Material to process Start Marker
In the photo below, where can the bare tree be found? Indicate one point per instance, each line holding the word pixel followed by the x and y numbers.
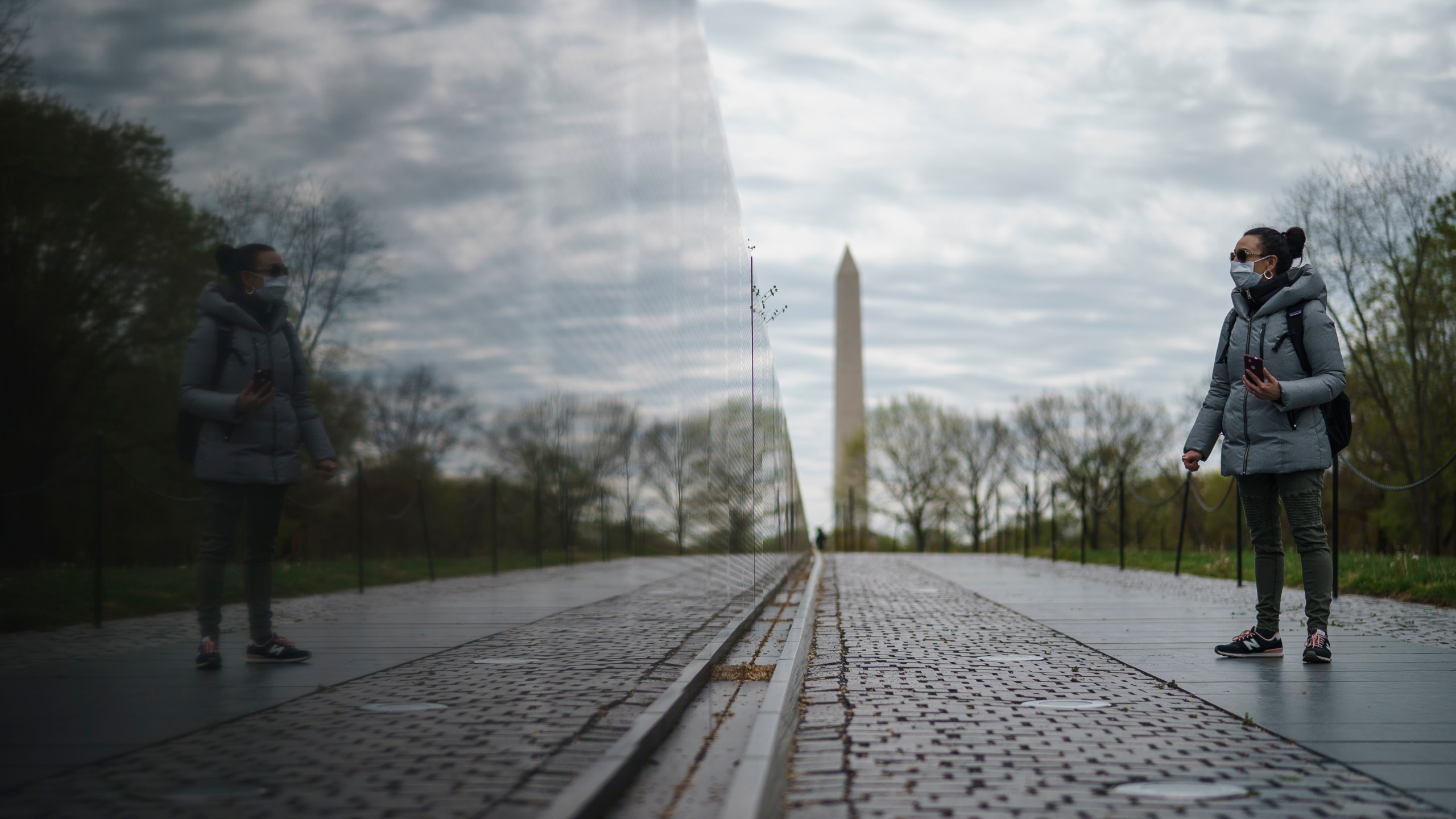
pixel 15 30
pixel 675 455
pixel 326 237
pixel 982 446
pixel 1094 439
pixel 417 416
pixel 612 454
pixel 911 461
pixel 1381 234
Material to process End Marker
● Work item: Give all the records again, exactly, without images.

● Expected answer:
In the photo below, where can the bare tree be found? Indicate one point per instance, each line holding the word pixel followed by the x and y numbers.
pixel 15 30
pixel 675 455
pixel 326 237
pixel 982 446
pixel 1094 439
pixel 417 416
pixel 612 454
pixel 911 461
pixel 1381 234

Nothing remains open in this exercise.